From the records below, please repeat exactly the line that has "point_to(query) returns, for every instance of the white distant", the line that has "point_to(query) returns, for every instance of the large", and every line between them, and nothing else.

- - - - -

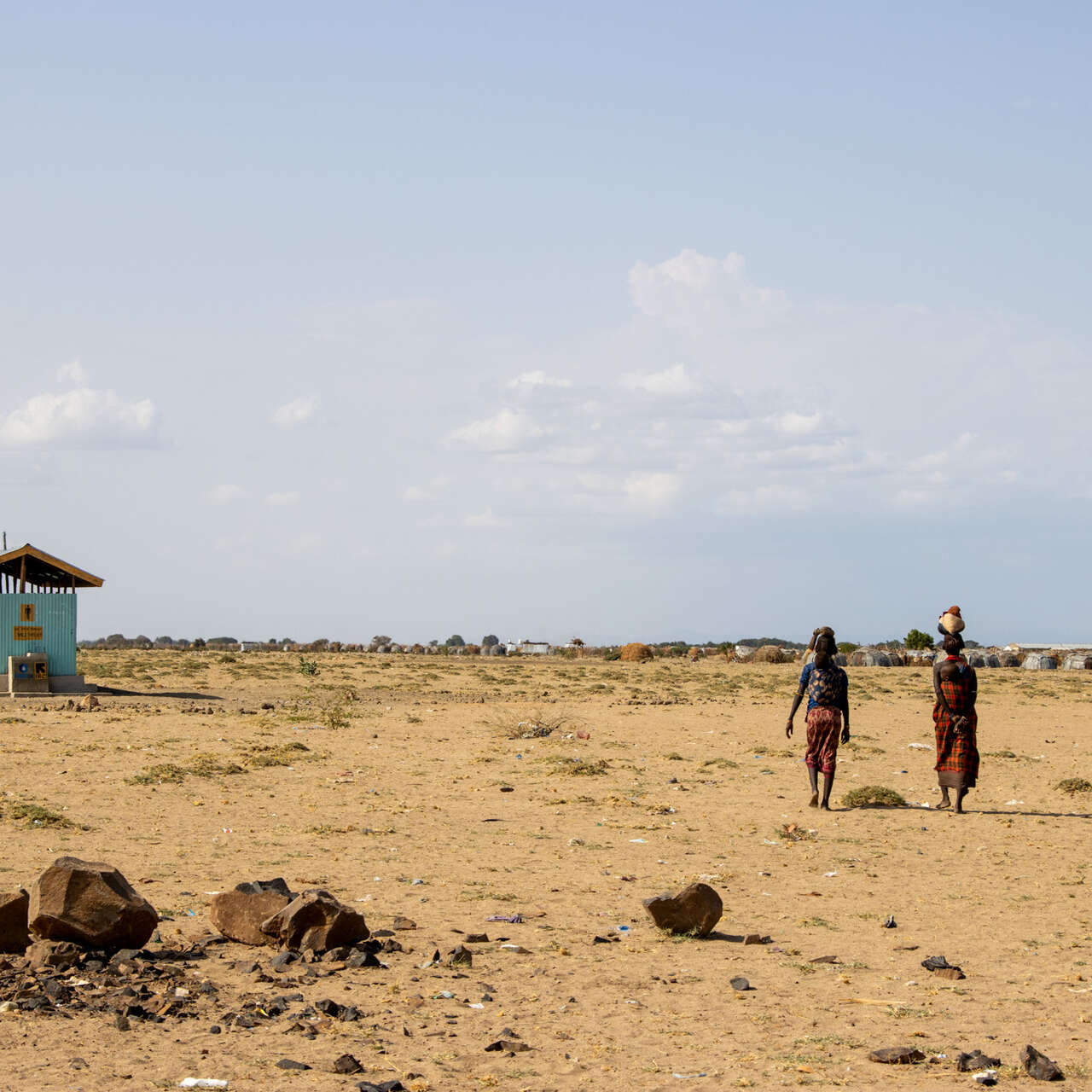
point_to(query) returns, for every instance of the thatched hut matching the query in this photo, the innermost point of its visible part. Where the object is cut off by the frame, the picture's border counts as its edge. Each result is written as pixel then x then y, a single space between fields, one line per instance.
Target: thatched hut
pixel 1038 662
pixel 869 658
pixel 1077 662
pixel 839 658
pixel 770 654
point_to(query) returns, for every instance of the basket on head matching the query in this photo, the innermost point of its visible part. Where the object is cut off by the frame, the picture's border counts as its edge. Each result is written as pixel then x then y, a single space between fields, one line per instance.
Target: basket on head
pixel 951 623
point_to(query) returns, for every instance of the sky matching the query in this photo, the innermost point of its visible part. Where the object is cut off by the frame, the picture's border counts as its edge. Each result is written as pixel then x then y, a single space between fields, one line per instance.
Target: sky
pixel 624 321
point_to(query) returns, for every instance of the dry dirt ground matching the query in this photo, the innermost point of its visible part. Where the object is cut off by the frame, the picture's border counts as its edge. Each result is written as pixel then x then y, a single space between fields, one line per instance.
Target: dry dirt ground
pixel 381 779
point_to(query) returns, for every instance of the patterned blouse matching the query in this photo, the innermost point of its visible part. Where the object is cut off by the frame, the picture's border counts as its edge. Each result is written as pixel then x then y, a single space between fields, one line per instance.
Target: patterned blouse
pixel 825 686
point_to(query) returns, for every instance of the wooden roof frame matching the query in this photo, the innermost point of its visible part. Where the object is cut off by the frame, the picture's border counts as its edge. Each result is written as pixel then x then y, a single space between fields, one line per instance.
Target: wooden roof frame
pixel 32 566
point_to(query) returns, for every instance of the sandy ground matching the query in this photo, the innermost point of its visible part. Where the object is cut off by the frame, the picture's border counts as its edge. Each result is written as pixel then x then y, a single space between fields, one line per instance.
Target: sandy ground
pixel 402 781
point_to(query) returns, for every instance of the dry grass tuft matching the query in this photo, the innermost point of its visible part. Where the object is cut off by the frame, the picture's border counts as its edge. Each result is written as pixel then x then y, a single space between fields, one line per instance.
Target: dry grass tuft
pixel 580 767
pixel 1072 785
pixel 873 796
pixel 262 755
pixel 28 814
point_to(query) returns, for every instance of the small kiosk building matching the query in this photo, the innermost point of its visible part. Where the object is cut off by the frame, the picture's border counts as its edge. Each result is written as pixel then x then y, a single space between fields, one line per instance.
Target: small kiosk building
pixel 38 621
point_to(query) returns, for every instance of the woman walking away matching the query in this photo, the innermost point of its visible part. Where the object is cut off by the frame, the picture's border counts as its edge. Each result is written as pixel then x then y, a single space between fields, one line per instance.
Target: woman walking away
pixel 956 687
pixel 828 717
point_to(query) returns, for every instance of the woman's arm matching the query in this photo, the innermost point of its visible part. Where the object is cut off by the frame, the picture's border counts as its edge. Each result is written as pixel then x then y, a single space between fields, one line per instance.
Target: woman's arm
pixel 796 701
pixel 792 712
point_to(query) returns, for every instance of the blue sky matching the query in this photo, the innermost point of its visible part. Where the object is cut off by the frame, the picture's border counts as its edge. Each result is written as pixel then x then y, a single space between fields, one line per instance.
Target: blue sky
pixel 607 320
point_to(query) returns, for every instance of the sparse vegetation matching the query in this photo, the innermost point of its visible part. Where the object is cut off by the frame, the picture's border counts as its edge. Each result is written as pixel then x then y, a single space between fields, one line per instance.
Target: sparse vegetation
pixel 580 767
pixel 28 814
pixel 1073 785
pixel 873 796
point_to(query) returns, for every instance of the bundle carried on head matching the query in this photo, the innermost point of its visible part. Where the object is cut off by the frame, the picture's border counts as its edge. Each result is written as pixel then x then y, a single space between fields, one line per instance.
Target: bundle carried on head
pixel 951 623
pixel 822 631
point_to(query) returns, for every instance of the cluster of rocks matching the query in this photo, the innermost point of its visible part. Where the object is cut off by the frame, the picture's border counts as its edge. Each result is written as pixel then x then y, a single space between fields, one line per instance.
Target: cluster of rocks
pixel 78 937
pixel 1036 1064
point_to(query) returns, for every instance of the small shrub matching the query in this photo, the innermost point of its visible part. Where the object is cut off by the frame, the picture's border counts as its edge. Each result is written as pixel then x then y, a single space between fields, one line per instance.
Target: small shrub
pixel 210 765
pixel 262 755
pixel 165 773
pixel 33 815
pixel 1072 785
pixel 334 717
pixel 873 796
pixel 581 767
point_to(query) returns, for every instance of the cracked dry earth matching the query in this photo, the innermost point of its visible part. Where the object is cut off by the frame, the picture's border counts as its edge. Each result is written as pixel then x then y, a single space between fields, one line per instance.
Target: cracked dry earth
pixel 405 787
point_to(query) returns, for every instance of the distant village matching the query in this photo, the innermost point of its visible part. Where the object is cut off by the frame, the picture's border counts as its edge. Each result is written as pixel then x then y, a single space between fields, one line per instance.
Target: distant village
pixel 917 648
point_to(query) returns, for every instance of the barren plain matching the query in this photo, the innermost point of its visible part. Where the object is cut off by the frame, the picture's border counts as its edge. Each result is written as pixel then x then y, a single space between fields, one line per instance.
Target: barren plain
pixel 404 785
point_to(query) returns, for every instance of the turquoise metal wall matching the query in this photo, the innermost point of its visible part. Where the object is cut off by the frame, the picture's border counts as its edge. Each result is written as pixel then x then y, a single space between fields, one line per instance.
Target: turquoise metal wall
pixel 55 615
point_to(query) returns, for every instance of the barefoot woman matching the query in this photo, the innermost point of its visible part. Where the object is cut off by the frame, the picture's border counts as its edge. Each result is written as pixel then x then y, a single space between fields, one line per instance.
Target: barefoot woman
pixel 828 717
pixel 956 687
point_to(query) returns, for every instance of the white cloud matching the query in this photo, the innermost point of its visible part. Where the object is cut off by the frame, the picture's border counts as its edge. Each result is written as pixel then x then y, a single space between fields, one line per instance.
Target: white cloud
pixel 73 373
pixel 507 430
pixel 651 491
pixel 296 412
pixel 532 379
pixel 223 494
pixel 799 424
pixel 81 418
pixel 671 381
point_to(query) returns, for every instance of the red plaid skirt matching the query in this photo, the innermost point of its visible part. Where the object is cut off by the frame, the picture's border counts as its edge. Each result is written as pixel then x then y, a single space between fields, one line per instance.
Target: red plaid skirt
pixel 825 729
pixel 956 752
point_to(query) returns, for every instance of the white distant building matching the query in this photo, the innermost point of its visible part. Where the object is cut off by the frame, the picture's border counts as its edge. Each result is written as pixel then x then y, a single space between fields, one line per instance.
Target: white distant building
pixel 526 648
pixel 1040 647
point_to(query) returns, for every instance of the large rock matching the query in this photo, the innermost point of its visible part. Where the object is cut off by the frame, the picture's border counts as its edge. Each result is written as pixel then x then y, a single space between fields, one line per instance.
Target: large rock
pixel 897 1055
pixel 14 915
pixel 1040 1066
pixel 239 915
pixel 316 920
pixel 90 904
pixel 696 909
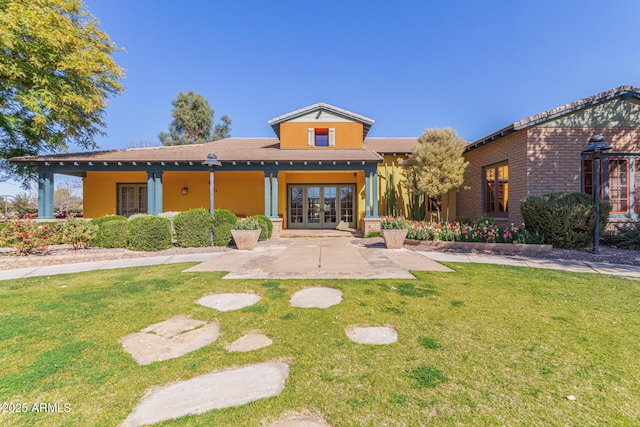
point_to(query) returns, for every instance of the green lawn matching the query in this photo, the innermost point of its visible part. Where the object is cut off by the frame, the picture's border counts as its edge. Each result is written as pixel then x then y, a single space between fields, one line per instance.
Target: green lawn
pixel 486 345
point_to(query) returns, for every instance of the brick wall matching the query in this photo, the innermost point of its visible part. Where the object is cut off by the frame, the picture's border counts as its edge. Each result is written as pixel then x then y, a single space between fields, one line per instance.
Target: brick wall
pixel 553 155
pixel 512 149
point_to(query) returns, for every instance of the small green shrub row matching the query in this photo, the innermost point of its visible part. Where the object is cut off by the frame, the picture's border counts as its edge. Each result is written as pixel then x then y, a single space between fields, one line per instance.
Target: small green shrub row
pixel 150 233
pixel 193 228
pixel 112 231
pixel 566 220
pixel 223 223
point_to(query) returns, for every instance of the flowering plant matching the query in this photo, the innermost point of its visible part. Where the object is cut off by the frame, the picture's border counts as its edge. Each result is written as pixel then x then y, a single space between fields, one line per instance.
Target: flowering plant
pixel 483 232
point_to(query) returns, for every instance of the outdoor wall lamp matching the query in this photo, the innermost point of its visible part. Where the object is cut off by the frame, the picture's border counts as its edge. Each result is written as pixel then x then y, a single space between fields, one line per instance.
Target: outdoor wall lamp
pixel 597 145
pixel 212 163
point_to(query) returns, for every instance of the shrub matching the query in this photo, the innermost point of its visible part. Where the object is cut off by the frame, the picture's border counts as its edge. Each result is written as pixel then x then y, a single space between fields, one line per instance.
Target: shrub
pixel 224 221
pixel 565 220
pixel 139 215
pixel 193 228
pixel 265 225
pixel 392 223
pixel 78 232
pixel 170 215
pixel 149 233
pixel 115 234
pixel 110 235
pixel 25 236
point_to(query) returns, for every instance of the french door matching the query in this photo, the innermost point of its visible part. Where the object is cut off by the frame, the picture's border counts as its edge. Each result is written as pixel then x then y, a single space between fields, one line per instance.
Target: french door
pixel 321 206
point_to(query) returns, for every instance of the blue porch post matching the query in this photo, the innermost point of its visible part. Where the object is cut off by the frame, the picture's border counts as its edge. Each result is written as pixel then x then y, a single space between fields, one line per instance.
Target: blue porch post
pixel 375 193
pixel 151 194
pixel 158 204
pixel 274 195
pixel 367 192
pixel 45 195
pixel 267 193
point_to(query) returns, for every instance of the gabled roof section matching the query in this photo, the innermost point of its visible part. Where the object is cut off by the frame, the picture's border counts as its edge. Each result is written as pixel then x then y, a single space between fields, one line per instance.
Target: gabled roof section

- - - - -

» Reply:
point_to(query) returns, for every instance of the white distant building matching the query in this photo, the innermost point of its visible part. Where the object is cut off by the frame, the picture's border counts as its edge. Each result is written as pixel then x then y, a single space between fields, one line per instance.
Target: white distant building
pixel 526 648
pixel 1040 647
point_to(query) returns, for every instance of the large rock matching the query in this photo, the innermost point of its visible part. Where the object is cut off by the frame, the picture's border counts as its edge. Each result is written as pixel then x then y, a single space between fields, one line per instance.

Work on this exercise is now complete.